→ **EXERCISE BRIEF**: Print every line of the listing below verbatim, from the first to the last, without changing anything.

→ **DATA TO USE**:
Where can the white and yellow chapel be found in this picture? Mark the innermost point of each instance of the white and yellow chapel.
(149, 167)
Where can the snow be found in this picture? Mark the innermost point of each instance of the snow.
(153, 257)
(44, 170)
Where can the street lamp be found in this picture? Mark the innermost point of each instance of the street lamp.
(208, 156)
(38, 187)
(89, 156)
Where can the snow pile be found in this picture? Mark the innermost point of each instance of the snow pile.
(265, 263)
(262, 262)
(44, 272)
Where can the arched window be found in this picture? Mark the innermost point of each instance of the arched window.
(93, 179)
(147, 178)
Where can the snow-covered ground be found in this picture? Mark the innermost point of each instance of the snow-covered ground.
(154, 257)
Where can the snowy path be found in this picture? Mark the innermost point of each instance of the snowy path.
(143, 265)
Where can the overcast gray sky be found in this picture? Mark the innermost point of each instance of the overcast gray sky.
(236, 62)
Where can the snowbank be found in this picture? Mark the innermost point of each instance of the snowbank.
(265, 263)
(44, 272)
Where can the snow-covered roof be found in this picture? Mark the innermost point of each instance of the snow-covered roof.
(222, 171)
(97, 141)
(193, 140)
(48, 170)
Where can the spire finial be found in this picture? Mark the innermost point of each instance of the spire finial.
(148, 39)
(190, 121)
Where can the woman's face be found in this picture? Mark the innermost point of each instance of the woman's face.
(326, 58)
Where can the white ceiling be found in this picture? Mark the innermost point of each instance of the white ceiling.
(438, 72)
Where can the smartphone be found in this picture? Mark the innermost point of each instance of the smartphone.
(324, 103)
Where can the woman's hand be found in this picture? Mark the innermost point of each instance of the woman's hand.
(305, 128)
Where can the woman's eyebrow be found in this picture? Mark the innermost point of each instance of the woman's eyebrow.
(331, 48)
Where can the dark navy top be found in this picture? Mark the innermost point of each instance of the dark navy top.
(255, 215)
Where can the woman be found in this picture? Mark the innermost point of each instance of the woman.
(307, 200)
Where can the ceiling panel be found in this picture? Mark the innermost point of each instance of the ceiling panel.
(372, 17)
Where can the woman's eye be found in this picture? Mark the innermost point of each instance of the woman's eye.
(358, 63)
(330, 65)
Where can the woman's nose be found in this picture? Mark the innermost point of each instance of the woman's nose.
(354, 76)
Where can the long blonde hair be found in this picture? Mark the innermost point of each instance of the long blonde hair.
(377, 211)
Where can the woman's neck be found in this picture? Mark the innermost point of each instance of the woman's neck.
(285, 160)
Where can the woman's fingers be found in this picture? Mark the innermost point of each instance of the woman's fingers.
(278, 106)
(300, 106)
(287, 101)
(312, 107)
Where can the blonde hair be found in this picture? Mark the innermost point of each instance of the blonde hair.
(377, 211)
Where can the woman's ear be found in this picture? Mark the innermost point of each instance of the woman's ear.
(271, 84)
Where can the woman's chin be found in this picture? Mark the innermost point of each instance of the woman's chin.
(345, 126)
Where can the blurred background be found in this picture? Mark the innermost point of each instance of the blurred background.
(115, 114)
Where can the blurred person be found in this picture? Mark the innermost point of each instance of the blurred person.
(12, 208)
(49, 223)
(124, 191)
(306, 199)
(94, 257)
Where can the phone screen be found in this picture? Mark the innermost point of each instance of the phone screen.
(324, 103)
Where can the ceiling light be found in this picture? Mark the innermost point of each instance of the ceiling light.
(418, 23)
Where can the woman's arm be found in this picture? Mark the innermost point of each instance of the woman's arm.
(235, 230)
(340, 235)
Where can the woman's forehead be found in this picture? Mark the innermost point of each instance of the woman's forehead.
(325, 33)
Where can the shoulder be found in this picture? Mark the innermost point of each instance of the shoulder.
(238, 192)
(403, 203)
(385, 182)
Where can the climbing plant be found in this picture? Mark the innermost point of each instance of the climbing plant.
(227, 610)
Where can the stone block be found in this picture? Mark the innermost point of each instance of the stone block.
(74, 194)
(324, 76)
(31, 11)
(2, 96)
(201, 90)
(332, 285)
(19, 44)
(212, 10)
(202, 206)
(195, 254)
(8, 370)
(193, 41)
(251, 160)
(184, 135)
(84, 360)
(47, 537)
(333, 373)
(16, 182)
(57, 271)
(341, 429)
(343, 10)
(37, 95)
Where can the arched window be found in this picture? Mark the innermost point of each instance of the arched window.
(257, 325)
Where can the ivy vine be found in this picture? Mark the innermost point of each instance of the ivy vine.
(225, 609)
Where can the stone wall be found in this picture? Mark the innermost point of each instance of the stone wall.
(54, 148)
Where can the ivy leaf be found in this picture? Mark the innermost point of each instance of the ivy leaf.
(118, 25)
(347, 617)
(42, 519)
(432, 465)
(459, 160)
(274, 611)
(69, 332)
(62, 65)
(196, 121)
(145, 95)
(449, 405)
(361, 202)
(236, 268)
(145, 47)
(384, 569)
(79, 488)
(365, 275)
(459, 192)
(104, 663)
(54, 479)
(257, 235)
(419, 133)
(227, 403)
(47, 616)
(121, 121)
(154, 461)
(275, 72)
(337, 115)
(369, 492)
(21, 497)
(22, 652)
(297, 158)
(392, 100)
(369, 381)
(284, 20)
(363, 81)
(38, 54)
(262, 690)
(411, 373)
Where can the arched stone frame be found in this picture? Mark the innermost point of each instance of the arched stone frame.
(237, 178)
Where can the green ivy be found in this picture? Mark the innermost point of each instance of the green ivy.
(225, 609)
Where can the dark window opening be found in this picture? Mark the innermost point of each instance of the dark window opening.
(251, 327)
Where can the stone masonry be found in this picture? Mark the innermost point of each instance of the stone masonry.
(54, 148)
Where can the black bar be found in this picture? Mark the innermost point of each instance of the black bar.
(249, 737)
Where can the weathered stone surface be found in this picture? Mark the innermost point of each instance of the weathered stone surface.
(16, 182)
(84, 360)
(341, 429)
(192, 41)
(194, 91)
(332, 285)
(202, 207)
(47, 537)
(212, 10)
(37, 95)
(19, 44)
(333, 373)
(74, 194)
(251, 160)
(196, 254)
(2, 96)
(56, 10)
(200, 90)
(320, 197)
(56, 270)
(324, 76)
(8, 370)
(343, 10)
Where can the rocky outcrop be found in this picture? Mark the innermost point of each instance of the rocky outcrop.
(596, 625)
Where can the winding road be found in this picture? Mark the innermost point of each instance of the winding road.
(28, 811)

→ **EXERCISE OUTPUT**:
Where can the white and yellow chapel be found in this picture? Mark the innermost point of each instance of the white and yellow chapel.
(149, 167)
Where can the snow be found in this picture? Mark the innermost point of each instance of the snow.
(153, 257)
(44, 170)
Where can the street lamp be found in this picture? Mark the innermost point of each instance of the street lamp.
(208, 156)
(38, 187)
(89, 156)
Where can the snow pile be found in this picture? Mark the innermost point of each instance of the snow pile.
(265, 263)
(262, 262)
(44, 272)
Where can the arched window be found in this picture? Mark the innermost point of each instance of the arched window.
(93, 179)
(147, 178)
Where can the snow-covered ground be found in this picture? Mark the innermost point of each instance of the snow-covered ground.
(154, 257)
Where can the snowy path be found in this picture? Mark the innermost point of each instance of the snowy path.
(143, 265)
Where can the overcast gray sky be found in this picture? Mark the innermost point of each instance of the overcast gray sky.
(236, 62)
Where can the snowbank be found in this picture? Mark the innermost point of each instance of the snowbank.
(265, 263)
(44, 272)
Where can the snow-covered roof be found in this picture? Mark the innermost point of each instance of the snow-covered roof.
(222, 171)
(97, 141)
(193, 140)
(48, 170)
Where can the spire finial be found in this picture? Mark the innermost point of each instance of the spire finial.
(148, 39)
(190, 121)
Where can the woman's face be found in this picture? Mark the innermost point of each instance of the woman's face.
(326, 58)
Where can the white ceiling be found in this picture? Mark the innermost point of each instance of the white ceiling.
(438, 72)
Where can the smartphone be found in this picture? Mark the innermost point of each instance of the smartphone.
(324, 103)
Where can the woman's hand be found in this picture? Mark the innermost point of each instance of the woman's hand.
(305, 128)
Where can the woman's eyebrow be found in this picture? Mark the innermost point of each instance of the woman's eyebrow.
(331, 48)
Where can the dark navy top be found in this picture? Mark the innermost point of each instance of the dark navy top.
(255, 215)
Where can the woman be found in this picture? Mark the innermost point of each instance of the woman.
(307, 200)
Where can the ceiling panel be found in this picture? Mark the innermost point of each instance of the ceiling panel.
(372, 17)
Where can the woman's eye be found in this picture? Mark the innermost point of each instance of the woman's eye.
(358, 63)
(330, 65)
Where can the woman's nose be found in this picture? Mark the innermost point of each instance of the woman's nose.
(354, 76)
Where can the long blonde hair be found in this picture? Mark the innermost point of each instance of the long blonde hair.
(377, 211)
Where can the woman's neck be found in this picture? Mark the innermost point of each instance of the woman's neck.
(285, 160)
Where can the woman's fingers be found in this picture? Mark the innermost point of each instance of the woman's fingers.
(278, 106)
(300, 106)
(287, 101)
(312, 107)
Where can the blonde hair be found in this picture? Mark the innermost point of each instance of the blonde hair.
(377, 211)
Where can the woman's ear be found in this picture? Mark the innermost point of each instance of the woman's ear.
(271, 84)
Where can the woman's chin be found in this picture? Mark the innermost point of each instance of the woman's chin.
(345, 126)
Where can the blurred background be found in this picture? Mark the innermost point of each instance of the blurred background.
(115, 114)
Where can the blurred person be found in this picture? Mark the innermost point of each instance of the blurred person.
(12, 208)
(49, 223)
(124, 191)
(306, 199)
(94, 257)
Where can the phone screen be found in this picture? Mark the innermost point of each instance of the phone screen.
(324, 103)
Where can the ceiling light be found in this picture? Mark the innermost point of each instance of the ceiling light.
(418, 23)
Where can the woman's arm be found in this picture? Mark the innermost point of each instance of the woman's arm.
(235, 230)
(340, 235)
Where can the woman's forehead be found in this picture? Mark the innermost point of each instance of the woman's forehead.
(325, 33)
Where can the shoulder be found in this picture? Mark the innermost point of each instance of the shoulder.
(238, 192)
(403, 203)
(385, 182)
Where can the climbing plant be found in this picture? Mark the innermost point of each instance of the climbing plant.
(227, 610)
Where can the stone block be found in this picture? Mark the innermost point of each instance of the stone block.
(74, 194)
(324, 76)
(31, 11)
(2, 96)
(201, 90)
(332, 285)
(19, 44)
(212, 10)
(202, 206)
(195, 254)
(8, 370)
(193, 41)
(251, 160)
(184, 135)
(84, 360)
(47, 537)
(333, 373)
(16, 182)
(57, 271)
(341, 429)
(343, 10)
(37, 95)
Where can the arched window be found in this picture? Mark the innermost point of each instance of the arched window.
(257, 325)
Where can the ivy vine be found in this picture? Mark the innermost point of each instance of the ivy vine.
(225, 609)
Where can the stone wall be found in this picture? Mark the innermost point of each instance of the stone wall.
(54, 148)
Where can the ivy leaf be found in this picture? Mark the innermost point of each instance of the ivy leaf.
(118, 25)
(347, 617)
(42, 519)
(432, 465)
(459, 160)
(274, 611)
(69, 332)
(62, 65)
(196, 121)
(145, 95)
(449, 405)
(361, 202)
(236, 268)
(145, 47)
(384, 569)
(79, 488)
(365, 275)
(459, 192)
(104, 663)
(54, 479)
(257, 235)
(419, 133)
(227, 403)
(47, 616)
(121, 121)
(154, 461)
(275, 72)
(337, 115)
(369, 492)
(21, 497)
(22, 652)
(297, 158)
(392, 100)
(369, 381)
(284, 20)
(363, 81)
(38, 54)
(262, 690)
(411, 373)
Where can the arched stone frame be found in this picture? Mark the innermost point of each instance of the arched stone frame.
(237, 178)
Where can the green ivy be found in this picture? Mark the innermost point of each instance of the green ivy.
(225, 609)
Where can the dark window opening be found in this picture? Mark the innermost point of each instance of the dark window opening.
(251, 327)
Where can the stone masonry be found in this picture? Mark the innermost point of each instance of the stone masonry.
(54, 148)
Where can the black bar be found in this picture? Mark the innermost point of each instance of the black bar.
(249, 737)
Where can the weathered stone surface be found in this picture? Mark the innermost point of each instance of the weathered stone surface.
(16, 182)
(84, 360)
(341, 429)
(192, 41)
(194, 91)
(332, 285)
(202, 207)
(47, 537)
(212, 10)
(37, 95)
(19, 44)
(333, 373)
(74, 194)
(251, 160)
(196, 254)
(2, 96)
(56, 10)
(200, 90)
(320, 197)
(56, 270)
(324, 76)
(8, 370)
(343, 10)
Where can the rocky outcrop be found in this picture? Mark the innermost point of each instance of the rocky outcrop.
(596, 625)
Where can the winding road be found in this picture? Mark the innermost point of each instance of the winding road.
(28, 811)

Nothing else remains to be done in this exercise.